**TASKS FOR THIS EXERCISE:**
a) Answer these questions about the Cap'n Proto discussion, one per line:
(i) Which implementation of Cap'n Proto does the maintainer say he really maintains?
(ii) What main project drives the maintainer's work on Cap'n Proto?
(iii) What tool does the last commenter say Cap'n Proto lacks the tooling of?
b) Revise the Cap'n Proto discussion from "Put another way, Cap'n" to "plans at present.", giving that part again with "polish" replaced by "refine".

*** READING TEXT

If you don't mind the question: will there be more work on implementations for other languages in the future? I really like the idea of the format, but the main languages in our stack aren't supported in a way I'd use in a product.




This is indeed the main weakness of Cap'n Proto. I only really maintain the C++ implementation. Other implementations come from various contributors which can lead to varying levels of completeness and quality.

Unfortunately I can't really promise anything new here. My work on Cap'n Proto is driven by the needs of my main project, the Cloudflare Workers runtime, which is primarily C++. We do interact with Go and Rust services, and the respective implementations seem to get the job done there.

Put another way, Cap'n Proto is an open source project, and I hope it is useful to people, but it is not a product I'm trying to sell, so I am not particularly focused on trying to get everyone to adopt it. As always, contributions are welcome.

The one case where I might foresee a big change is if we (Cloudflare) decided to make Cap'n Proto be a public-facing feature of the Workers platform. Then we'd have a direct need to really polish it in many languages. That is certainly something we discuss from time to time but there are no plans at present.


Hmm, the main weakness of Cap'n Proto is that you have to already know so much stuff in order to understand why it makes all the great decisions it does. The weakness you're talking about matters to me, sure, I don't use Cap'n'Proto because it lacks the same tooling as gRPC, but it is better than gRPC from an ideas point of view.

******
*** SUPPLIED RECORDS

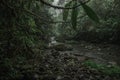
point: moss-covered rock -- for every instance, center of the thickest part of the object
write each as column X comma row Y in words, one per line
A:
column 61, row 47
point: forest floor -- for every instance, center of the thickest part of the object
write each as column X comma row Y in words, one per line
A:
column 87, row 61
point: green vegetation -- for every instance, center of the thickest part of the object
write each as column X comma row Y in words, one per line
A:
column 111, row 70
column 26, row 28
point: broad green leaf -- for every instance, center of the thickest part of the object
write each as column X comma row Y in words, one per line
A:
column 90, row 13
column 66, row 11
column 74, row 16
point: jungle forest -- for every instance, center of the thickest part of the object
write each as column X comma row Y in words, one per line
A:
column 59, row 39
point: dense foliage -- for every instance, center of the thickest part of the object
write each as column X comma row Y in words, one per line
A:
column 27, row 25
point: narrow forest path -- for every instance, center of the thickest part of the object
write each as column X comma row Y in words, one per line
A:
column 100, row 53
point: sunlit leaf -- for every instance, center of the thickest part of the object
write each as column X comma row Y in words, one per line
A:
column 90, row 13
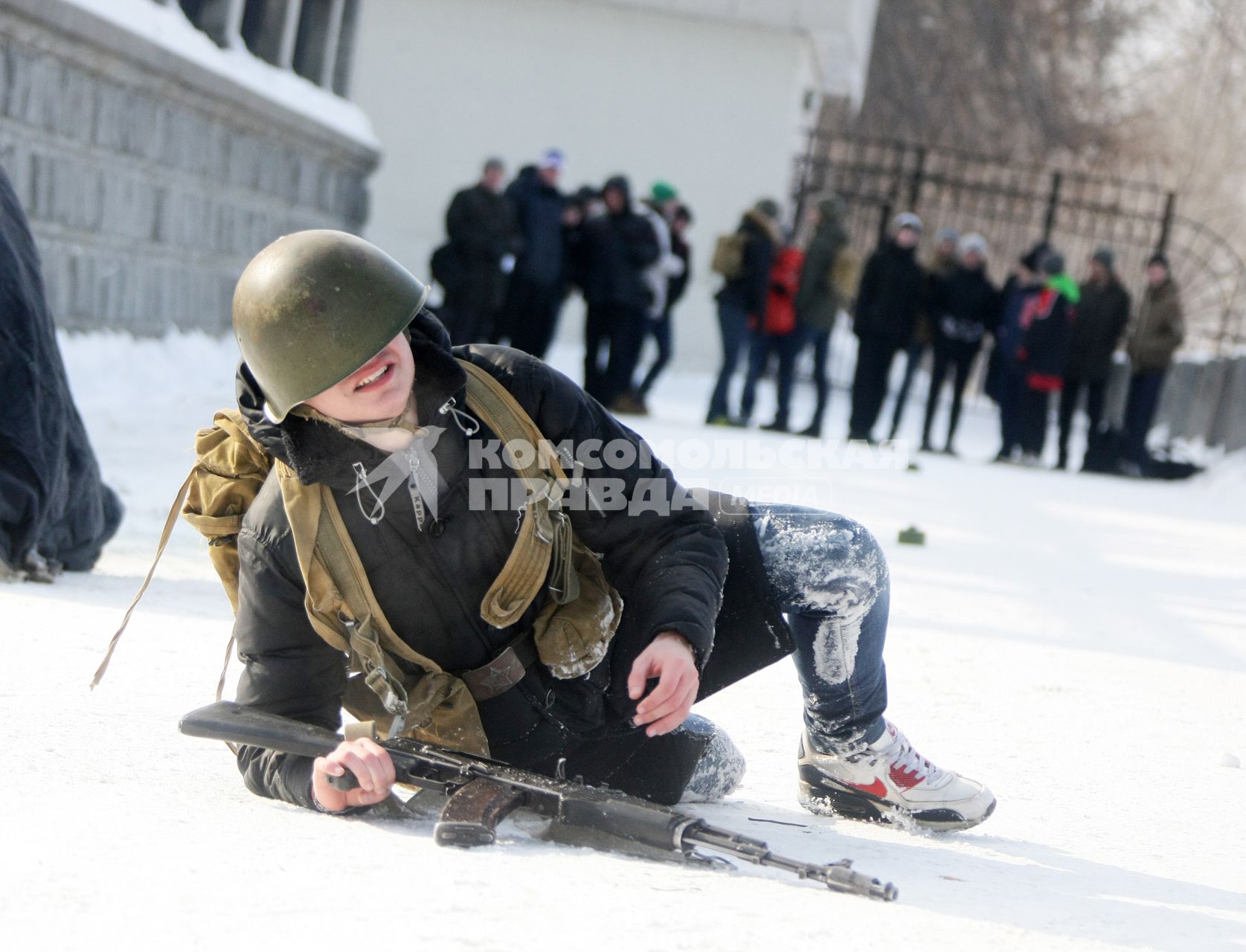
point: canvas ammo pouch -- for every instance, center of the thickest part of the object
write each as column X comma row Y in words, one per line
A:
column 402, row 691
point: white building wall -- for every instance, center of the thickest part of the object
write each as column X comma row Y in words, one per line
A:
column 712, row 106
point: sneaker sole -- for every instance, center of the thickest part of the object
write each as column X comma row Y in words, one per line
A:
column 821, row 795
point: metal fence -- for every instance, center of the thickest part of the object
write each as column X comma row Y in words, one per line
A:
column 1015, row 206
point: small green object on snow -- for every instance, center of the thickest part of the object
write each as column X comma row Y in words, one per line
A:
column 912, row 536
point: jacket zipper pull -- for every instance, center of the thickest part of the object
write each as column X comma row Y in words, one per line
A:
column 417, row 501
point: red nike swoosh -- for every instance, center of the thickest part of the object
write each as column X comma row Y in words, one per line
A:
column 878, row 788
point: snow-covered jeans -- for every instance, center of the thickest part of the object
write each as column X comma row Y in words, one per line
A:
column 830, row 579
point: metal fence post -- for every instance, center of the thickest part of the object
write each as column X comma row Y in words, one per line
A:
column 1053, row 203
column 915, row 184
column 1166, row 225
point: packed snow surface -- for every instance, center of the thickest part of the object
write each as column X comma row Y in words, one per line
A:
column 1076, row 642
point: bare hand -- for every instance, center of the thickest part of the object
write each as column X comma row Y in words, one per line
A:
column 370, row 764
column 669, row 658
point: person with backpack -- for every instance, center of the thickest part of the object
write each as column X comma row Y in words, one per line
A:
column 675, row 287
column 1103, row 315
column 779, row 335
column 819, row 299
column 1155, row 337
column 744, row 260
column 1046, row 323
column 965, row 308
column 539, row 283
column 484, row 241
column 885, row 317
column 360, row 511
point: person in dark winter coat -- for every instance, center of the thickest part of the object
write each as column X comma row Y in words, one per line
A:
column 1047, row 324
column 616, row 251
column 743, row 298
column 818, row 300
column 539, row 283
column 675, row 287
column 965, row 308
column 55, row 512
column 485, row 241
column 778, row 334
column 1155, row 337
column 887, row 306
column 699, row 583
column 1006, row 382
column 943, row 262
column 1103, row 315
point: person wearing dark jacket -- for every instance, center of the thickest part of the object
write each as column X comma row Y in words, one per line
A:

******

**EXERCISE RESPONSES:**
a)
(i) The C++ implementation
(ii) The Cloudflare Workers runtime
(iii) gRPC

b)
Put another way, Cap'n Proto is an open source project, and I hope it is useful to people, but it is not a product I'm trying to sell, so I am not particularly focused on trying to get everyone to adopt it. As always, contributions are welcome.

The one case where I might foresee a big change is if we (Cloudflare) decided to make Cap'n Proto be a public-facing feature of the Workers platform. Then we'd have a direct need to really refine it in many languages. That is certainly something we discuss from time to time but there are no plans at present.